## READING PASSAGE
Aerial view of Boise Foothills with large black patterns from fire
Burn scar from the 2016 Table Rock Fire in the Boise Foothills. This man-made fire destroyed 1 home and nearly 2500 acres of native grassland.

Wildfire is a natural part of the ecosystem in the Treasure Valley. Each summer you can expect smoke from nearby fires to affect air quality in the region. (Source) Nearby fires may also impact travel around the Treasure Valley, and to popular destinations like the Sawtooth Mountains. 

Most people are not aware that wind-blown embers are the main cause of homes igniting during a wildfire. Dry, flammable debris like leaves in your gutters or branches on your roof can ignite long before the actual fire gets close. With some simple maintenance and regular clean-up around your home, these risks can be drastically reduced.

Worst-Case Scenario

Large fire around sagebrush
In August and September 2007, a lightning strike sparked the 48,000-acre Castle Rock wildfire near Ketchum, Idaho, threatening homes in the Sun Valley area. U.S. Fish and Wildlife Service Headquarters, Public domain, via Wikimedia Commons.

The foothills surrounding the Treasure Valley could catch fire and threaten people and property. In 2016, the Table Rock Fire burned nearly 2,500 acres and destroyed one home. It was started by an aerial firework. Read more about the fire here.

In 2008, the Oregon Trail Fire destroyed 20 homes and led to the death of Boise State University professor Mary Ellen Ryder. Read more about this fire here.

## DATA SECTION
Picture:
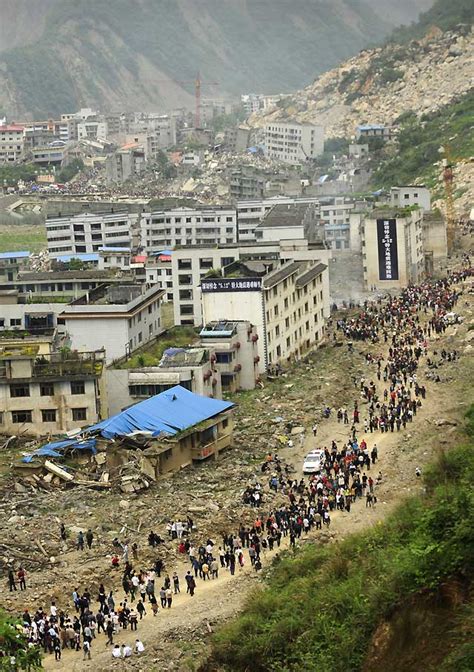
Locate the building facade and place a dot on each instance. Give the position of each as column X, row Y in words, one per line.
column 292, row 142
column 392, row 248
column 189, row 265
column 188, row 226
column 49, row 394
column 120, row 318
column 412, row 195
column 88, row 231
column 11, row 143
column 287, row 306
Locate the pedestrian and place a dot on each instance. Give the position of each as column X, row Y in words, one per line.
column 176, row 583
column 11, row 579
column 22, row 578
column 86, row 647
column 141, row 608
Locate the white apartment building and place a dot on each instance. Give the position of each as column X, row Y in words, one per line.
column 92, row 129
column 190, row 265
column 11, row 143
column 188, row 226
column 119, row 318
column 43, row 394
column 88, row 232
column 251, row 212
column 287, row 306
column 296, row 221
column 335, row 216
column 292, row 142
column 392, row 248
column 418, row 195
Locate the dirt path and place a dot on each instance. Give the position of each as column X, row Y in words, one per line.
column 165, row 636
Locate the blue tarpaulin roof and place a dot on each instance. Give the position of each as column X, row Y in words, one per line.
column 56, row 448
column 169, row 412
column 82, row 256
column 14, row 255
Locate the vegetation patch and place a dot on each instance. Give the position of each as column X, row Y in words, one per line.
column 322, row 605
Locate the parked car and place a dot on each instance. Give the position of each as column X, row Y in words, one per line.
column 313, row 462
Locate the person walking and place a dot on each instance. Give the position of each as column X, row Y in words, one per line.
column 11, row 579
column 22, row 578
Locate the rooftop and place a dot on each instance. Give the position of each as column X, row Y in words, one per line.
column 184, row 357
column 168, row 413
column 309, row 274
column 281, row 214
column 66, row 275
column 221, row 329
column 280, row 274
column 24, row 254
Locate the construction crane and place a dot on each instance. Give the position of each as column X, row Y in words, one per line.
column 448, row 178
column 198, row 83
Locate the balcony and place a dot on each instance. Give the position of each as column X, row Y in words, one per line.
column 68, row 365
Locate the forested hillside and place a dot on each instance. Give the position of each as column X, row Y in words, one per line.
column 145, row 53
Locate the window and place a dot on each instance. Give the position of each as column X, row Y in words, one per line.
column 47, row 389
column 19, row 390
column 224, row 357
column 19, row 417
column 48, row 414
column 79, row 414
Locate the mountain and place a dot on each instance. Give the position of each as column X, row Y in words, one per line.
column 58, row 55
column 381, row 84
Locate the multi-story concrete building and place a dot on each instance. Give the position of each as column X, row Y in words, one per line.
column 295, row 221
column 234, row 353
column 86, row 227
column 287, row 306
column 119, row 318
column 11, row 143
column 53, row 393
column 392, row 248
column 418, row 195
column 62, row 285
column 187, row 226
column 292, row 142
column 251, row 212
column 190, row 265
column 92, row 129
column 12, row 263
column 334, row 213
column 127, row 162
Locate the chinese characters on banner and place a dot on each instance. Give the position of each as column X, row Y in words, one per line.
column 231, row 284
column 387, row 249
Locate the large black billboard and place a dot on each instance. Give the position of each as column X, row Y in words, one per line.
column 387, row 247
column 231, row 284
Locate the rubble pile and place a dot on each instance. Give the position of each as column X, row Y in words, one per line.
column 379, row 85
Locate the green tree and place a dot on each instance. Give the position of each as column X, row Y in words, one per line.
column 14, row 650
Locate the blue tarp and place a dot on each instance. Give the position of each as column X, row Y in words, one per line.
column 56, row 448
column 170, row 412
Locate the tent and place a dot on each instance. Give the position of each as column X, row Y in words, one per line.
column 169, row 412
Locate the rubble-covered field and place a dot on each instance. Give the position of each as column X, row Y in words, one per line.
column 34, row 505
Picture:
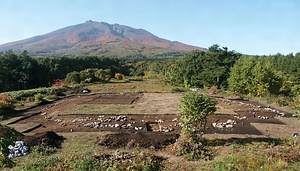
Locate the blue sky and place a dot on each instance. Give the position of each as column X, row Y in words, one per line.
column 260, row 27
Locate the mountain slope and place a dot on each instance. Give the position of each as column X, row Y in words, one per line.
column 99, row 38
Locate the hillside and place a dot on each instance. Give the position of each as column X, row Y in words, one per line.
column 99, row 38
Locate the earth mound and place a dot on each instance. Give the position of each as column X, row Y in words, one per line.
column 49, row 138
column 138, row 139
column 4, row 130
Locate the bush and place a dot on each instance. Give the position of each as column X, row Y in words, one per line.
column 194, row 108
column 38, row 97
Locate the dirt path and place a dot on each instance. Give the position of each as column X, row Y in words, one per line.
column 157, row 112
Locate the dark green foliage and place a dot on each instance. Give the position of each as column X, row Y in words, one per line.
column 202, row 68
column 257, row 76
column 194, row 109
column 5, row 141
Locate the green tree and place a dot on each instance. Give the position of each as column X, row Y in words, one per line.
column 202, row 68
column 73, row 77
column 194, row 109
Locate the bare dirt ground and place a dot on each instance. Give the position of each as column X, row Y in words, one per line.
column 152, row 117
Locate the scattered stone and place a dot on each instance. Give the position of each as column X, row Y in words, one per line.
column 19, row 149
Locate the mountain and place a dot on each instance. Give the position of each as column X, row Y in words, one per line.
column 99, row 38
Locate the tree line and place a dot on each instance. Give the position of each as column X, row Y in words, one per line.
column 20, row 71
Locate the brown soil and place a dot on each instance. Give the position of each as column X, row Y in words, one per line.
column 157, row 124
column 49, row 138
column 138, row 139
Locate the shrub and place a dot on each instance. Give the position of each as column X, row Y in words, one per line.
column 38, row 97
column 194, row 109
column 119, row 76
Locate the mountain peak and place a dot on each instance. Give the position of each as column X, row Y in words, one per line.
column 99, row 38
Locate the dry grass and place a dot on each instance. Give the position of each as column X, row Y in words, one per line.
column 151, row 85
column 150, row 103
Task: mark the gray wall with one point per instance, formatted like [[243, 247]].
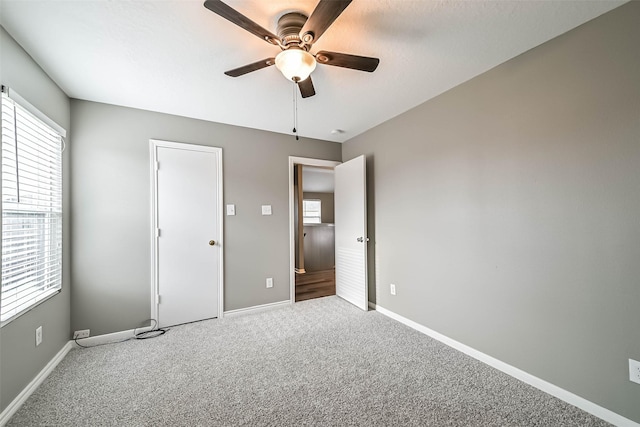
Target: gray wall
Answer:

## THE REQUEST
Retype the Treasure Valley wildfire text in full, word for word. The rows are separate material, unrelated to the Treasure Valley wildfire text.

## WRITTEN SOLUTION
Aerial view of Boise Foothills with large black patterns from fire
Burn scar from the 2016 Table Rock Fire in the Boise Foothills. This man-made fire destroyed 1 home and nearly 2500 acres of native grassland.

Wildfire is a natural part of the ecosystem in the Treasure Valley. Each summer you can expect smoke from nearby fires to affect air quality in the region. (Source) Nearby fires may also impact travel around the Treasure Valley, and to popular destinations like the Sawtooth Mountains. 

Most people are not aware that wind-blown embers are the main cause of homes igniting during a wildfire. Dry, flammable debris like leaves in your gutters or branches on your roof can ignite long before the actual fire gets close. With some simple maintenance and regular clean-up around your home, these risks can be drastically reduced.

Worst-Case Scenario

Large fire around sagebrush
In August and September 2007, a lightning strike sparked the 48,000-acre Castle Rock wildfire near Ketchum, Idaho, threatening homes in the Sun Valley area. U.S. Fish and Wildlife Service Headquarters, Public domain, via Wikimedia Commons.

The foothills surrounding the Treasure Valley could catch fire and threaten people and property. In 2016, the Table Rock Fire burned nearly 2,500 acres and destroyed one home. It was started by an aerial firework. Read more about the fire here.

In 2008, the Oregon Trail Fire destroyed 20 homes and led to the death of Boise State University professor Mary Ellen Ryder. Read more about this fire here.